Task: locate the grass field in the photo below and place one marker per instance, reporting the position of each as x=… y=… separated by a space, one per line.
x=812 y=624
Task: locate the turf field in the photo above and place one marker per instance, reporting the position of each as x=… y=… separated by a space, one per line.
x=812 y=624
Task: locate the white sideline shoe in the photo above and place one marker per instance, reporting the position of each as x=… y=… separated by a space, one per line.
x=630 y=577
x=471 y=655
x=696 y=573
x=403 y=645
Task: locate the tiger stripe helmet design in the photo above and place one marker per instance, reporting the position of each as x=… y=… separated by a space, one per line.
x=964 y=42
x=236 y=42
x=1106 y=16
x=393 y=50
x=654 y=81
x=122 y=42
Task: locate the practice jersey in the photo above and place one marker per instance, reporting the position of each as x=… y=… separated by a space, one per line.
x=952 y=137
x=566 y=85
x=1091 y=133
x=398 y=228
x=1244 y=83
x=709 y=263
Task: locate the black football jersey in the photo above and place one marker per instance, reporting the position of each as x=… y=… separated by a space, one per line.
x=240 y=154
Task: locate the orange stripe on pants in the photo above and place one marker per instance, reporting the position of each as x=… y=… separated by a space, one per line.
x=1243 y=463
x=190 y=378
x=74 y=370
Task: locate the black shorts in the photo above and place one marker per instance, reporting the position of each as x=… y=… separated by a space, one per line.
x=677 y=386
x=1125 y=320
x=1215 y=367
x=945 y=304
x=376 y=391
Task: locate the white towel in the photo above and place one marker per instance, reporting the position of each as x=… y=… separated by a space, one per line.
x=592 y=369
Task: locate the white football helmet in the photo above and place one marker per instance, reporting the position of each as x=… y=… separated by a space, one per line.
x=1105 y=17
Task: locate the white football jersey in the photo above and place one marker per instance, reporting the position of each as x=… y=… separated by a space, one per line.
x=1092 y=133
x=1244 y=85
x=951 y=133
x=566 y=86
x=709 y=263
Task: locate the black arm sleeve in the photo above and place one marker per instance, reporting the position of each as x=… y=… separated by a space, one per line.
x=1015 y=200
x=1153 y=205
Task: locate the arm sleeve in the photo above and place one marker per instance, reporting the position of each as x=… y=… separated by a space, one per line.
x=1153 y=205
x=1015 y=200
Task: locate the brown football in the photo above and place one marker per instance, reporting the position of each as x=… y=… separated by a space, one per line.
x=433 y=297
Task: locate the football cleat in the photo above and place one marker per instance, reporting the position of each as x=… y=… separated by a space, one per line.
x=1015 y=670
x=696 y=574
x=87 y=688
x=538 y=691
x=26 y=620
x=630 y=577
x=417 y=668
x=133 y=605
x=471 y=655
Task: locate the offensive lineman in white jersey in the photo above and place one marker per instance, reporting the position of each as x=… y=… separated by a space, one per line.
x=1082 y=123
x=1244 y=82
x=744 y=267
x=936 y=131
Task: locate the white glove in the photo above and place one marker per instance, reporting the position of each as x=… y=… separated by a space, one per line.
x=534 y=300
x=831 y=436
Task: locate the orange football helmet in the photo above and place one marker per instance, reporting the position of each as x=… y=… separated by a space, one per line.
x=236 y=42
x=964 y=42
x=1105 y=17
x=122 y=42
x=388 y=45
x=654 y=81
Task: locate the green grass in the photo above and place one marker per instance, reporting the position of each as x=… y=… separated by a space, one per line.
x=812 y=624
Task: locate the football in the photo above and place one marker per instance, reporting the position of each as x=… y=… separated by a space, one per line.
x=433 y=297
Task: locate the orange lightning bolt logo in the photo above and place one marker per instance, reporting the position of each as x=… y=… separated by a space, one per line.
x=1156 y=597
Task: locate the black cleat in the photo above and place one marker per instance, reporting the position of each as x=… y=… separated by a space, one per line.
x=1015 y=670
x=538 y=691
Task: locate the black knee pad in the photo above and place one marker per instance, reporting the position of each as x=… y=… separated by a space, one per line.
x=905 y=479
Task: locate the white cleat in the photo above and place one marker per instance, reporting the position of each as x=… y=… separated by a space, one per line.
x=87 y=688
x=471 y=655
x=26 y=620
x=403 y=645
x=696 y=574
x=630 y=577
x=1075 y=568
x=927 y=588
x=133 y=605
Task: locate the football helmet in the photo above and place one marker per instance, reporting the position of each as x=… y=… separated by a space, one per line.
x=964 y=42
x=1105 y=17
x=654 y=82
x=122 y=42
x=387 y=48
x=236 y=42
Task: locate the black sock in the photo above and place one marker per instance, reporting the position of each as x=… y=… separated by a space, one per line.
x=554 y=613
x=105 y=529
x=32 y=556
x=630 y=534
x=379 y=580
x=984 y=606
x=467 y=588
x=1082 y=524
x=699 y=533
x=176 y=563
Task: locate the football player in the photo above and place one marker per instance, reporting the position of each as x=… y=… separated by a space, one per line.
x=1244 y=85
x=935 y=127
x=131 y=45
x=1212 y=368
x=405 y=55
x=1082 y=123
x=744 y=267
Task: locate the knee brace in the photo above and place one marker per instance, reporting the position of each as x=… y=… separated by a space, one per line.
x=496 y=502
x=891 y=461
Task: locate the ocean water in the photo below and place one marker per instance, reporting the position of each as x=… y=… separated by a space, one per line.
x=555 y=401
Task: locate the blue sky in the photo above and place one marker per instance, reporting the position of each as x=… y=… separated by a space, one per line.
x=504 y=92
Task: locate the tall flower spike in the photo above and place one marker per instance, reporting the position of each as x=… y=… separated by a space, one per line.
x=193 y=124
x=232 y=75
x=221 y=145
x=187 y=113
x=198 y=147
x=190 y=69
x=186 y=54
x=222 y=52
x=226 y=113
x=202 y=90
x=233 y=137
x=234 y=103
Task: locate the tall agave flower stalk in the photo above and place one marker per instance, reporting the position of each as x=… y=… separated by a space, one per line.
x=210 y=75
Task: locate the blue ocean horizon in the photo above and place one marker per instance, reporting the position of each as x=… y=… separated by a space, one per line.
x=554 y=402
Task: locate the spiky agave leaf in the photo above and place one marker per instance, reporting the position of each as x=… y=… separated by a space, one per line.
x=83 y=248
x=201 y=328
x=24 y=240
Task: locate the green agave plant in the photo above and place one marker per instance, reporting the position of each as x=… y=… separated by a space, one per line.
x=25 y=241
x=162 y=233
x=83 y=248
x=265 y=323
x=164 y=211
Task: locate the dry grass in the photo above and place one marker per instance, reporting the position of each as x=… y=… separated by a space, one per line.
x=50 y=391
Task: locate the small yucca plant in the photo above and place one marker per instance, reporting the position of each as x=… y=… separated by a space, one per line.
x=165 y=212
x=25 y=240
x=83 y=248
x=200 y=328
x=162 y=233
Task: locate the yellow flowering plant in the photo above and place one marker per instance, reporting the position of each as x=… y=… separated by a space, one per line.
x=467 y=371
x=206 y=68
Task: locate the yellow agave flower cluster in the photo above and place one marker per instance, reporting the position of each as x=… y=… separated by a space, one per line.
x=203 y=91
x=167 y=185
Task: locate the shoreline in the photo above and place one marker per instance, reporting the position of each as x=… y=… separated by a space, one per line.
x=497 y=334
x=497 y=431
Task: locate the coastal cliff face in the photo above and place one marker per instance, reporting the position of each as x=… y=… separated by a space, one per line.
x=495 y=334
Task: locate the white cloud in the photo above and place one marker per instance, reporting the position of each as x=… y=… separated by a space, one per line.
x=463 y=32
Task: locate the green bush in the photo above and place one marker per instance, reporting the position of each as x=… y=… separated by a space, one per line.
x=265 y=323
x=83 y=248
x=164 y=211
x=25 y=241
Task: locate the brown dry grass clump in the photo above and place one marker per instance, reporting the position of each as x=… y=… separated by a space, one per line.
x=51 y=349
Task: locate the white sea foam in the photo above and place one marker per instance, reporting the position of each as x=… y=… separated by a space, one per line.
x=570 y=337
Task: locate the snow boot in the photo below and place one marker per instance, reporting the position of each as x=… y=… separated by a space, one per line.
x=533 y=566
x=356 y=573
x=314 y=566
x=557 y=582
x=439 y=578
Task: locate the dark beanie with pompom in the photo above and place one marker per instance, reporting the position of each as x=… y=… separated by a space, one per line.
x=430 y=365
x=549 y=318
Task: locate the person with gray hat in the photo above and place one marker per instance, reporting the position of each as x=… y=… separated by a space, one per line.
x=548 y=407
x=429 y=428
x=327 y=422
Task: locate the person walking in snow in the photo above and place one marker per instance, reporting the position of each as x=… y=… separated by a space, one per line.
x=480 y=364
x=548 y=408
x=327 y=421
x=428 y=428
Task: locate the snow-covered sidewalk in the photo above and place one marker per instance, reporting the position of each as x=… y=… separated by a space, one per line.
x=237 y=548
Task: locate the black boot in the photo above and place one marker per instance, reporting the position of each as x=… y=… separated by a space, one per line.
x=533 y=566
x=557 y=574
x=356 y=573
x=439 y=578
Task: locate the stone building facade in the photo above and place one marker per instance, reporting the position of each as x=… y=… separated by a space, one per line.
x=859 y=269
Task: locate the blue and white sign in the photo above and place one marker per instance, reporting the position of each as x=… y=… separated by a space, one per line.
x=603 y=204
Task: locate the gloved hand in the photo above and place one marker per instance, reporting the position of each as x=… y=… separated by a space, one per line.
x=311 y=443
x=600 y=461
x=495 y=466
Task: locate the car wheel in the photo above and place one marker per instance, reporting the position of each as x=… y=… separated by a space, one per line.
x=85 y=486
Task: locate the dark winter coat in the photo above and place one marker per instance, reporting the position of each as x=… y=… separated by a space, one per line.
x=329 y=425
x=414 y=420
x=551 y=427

*EXERCISE*: Write out the lines from the one containing "Task: locate the dark winter" through the last line of the records above. Include both of those lines and nothing else.

*EXERCISE OUTPUT*:
Task: locate the dark winter coat in the photo above and place one marker per instance, reporting the position of each as x=… y=… separated by a space, one per line.
x=329 y=425
x=414 y=420
x=551 y=427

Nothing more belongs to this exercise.